__Exercise__
Pick up the forum thread on in-ear earphones for under 500 rupees after its last post and carry the discussion forward.

__Document__
# Best in-ear , earphones within 500rs?



## ancilary (Jun 23, 2012)

hello 
please suggest me a good earphone within 500 its ok if it exceeds 100 or 200 ,
and good bass 
i was using samsung official earphones and was kinda satisfied with it
and also a headphone with same range , for phone to use while doing workout or running with short wire , i mean same lenght of earphones

thank you


----------



## ancilary (Jun 25, 2012)

I'm going to buy es18 is it worth and in flipkart it is around 800 but in ebay it is just 450 
Is that from ebay genuine?


----------



## hari1 (Jun 25, 2012)

you should post the link to ebay where it is so cheap.


----------



## teejay_geekEd (Jun 25, 2012)

I bought es18 for 425 from infibeam. It's really good for the price.


----------



## ancilary (Jun 25, 2012)

Es18 is sold out in infibeam.

__Raw data__
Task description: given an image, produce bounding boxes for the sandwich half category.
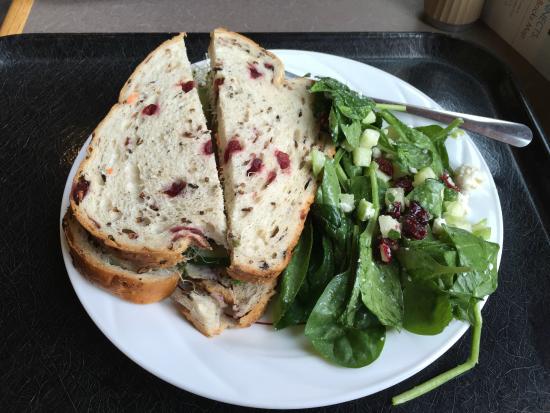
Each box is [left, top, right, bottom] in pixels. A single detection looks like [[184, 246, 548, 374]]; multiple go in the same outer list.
[[171, 264, 276, 337], [209, 29, 322, 282], [70, 34, 226, 268], [62, 211, 180, 304]]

__Exercise response__
There is in flipkart but 650 and 550in ebay. I'm thinking in buying from flipkart since it is reputed and safe compared to individual seller of ebay 

Or else is there any earphone gone better than es18 and max 700rs? 

Any how, 
How is this 
*www.infibeam.com/Headphone/i-Phili...phone/P-E-H-Philips-SHE3682-10.html?id=0-Blue


----------



## teejay_geekEd (Jun 25, 2012)

here you go.
450 bucks fr es18
SOUND MAGIC ES18 AUDIO EARPHONE

Very reputed, bought several things from their brick n mortar store too.


----------



## Faun (Jun 25, 2012)

How does is compare to PL21, EP630 and others near the price.


----------



## Minion (Jun 25, 2012)

Faun said:


> How does is compare to PL21, EP630 and others near the price.


Hey faun,
See this link
SoundMAGIC ES18- Magic Sound, Magic Price


----------



## ancilary (Jun 25, 2012)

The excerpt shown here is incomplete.